**Text section:**
_ _ _
Coincidental minors, probably
Coincidental minors, probably
Jonathan Daniel

It's the final weekend of the WCHA regular season, and as per usual, there's a lot of craziness to sort out. St. Cloud could have potentially clinched the MacNaughton Cup on Saturday evening, but did not, so the league title is still up for grabs, with the possibility of four teams all tying for the top spot.

The race for home ice in the playoffs, meanwhile, could be the most fascinating and difficult to decipher. St. Cloud will be at home in the playoffs. Minnesota, playing 11th place Bemidji State, looks pretty secure as well. But after that, there are five teams competing for four home ice spots, and somebody is going to end up being the odd man out.

Here's what the standings look like heading into the weekend:

 1 St. Cloud State   35  
 2 Minnesota         33  
   North Dakota      33  
 4 Minnesota State   31  
   Wisconsin         31  
 6 Nebraska Omaha    30  
 7 Denver            29  
 8 Colorado College  24  
 9 Minnesota Duluth  21  
10 Michigan Tech     18  
11 Bemidji State     17    
12 Alaska Anchorage  10


And here are the match-ups for the weekend:

Colorado College at Michigan Tech

St. Cloud State at Wisconsin

Nebraska-Omaha at Minnesota-Duluth

North Dakota at Minnesota State

Minnesota at Bemidji State

Alaska-Anchorage at Denver (Fri/Sun)

Here's a reminder of what the WCHA's tiebreaking procedures look like, because I'm sure we'll need in a few instances, and the WCHA doesn't do a great job of explaining it on their website(I know, I'll give you a second to recover from the surprise.)

1. Head-to-head

Pretty straightforward with two teams tied. There needs to be some clarification for three or more teams tied, however, because the league doesn't explain this, and I've seen some people get it wrong. With three or more teams tied, advantage in a head-to-head series is either counted as a plus, a minus, or even.

To give a real world example, if St. Cloud, Minnesota, and North Dakota all finish tied for first place in the league, St. Cloud won their season series against North Dakota(+1), and split with Minnesota(E). Minnesota won their season series with North Dakota(+1), and split with St. Cloud(E). North Dakota lost the season series to both St. Cloud and Minnesota(-2). So for tiebreaking purposes, St. Cloud and Minnesota are both +1 head-to-head, while North Dakota is a -2. North Dakota gets seeded third out of that group, while St. Cloud and Minnesota move on to the next tiebreaker.

2. League Wins

This one is pretty straightforward too. In the hypothetical example above, where St. Cloud and Minnesota move on to the next tiebreaker, St. Cloud wins the higher seed because they'd have the most wins. Incidentally, by having not lost a season series to anyone in the league, and only having one tie, St. Cloud would win any tiebreaker against any team(s) in the league, unless Wisconsin sweeps them at home this weekend.
_ _ _
**The tasks:**
A - According to the WCHA article, which team is Minnesota playing on the final weekend of the regular season?
B - In the WCHA article, switch every "WCHA" to "conference" in the passage that starts with the words "Nebraska-Omaha at Minnesota-Duluth" and ends after the words "minus, or even.".
The material that comes next has no connection to the WCHA article.
_ _ _
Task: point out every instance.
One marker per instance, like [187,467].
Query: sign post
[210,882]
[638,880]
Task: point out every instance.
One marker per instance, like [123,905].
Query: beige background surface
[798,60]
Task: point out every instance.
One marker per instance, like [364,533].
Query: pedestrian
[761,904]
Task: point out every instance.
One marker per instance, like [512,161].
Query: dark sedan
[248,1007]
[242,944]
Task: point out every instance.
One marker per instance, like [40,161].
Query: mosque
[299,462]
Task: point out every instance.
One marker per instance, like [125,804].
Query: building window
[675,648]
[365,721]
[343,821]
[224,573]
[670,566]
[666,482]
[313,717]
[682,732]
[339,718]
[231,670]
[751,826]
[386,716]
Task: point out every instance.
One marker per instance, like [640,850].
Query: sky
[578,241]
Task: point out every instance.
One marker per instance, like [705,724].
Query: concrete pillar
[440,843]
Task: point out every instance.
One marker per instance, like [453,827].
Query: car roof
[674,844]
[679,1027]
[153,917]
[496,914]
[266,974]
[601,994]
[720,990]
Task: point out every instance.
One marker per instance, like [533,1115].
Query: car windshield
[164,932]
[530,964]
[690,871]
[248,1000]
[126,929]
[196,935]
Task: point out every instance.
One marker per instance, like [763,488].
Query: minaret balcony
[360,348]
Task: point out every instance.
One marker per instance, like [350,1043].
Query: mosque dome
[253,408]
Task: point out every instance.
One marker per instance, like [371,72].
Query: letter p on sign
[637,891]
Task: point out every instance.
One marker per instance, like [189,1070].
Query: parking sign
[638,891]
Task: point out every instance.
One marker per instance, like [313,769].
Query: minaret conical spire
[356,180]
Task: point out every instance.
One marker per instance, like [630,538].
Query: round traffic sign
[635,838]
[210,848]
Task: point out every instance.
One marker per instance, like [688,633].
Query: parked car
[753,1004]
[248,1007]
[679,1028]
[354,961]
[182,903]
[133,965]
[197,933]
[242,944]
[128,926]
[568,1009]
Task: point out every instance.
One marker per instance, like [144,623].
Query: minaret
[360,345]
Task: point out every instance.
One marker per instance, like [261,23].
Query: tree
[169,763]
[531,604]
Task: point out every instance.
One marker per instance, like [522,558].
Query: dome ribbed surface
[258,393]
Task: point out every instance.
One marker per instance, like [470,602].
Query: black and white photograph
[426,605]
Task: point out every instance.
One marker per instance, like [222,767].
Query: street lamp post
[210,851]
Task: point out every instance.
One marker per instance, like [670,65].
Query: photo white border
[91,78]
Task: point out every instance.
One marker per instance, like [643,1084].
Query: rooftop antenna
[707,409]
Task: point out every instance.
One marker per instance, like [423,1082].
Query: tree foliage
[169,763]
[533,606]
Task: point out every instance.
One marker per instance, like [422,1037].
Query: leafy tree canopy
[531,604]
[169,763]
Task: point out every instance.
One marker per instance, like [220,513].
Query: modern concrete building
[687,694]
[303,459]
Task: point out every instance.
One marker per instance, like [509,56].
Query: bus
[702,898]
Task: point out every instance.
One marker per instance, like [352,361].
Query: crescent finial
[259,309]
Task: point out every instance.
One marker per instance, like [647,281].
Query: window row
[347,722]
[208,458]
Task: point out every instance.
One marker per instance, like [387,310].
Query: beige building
_ _ _
**Answers for this exercise:**
A - Bemidji State

B -
Nebraska-Omaha at Minnesota-Duluth

North Dakota at Minnesota State

Minnesota at Bemidji State

Alaska-Anchorage at Denver (Fri/Sun)

Here's a reminder of what the conference's tiebreaking procedures look like, because I'm sure we'll need in a few instances, and the conference doesn't do a great job of explaining it on their website(I know, I'll give you a second to recover from the surprise.)

1. Head-to-head

Pretty straightforward with two teams tied. There needs to be some clarification for three or more teams tied, however, because the league doesn't explain this, and I've seen some people get it wrong. With three or more teams tied, advantage in a head-to-head series is either counted as a plus, a minus, or even.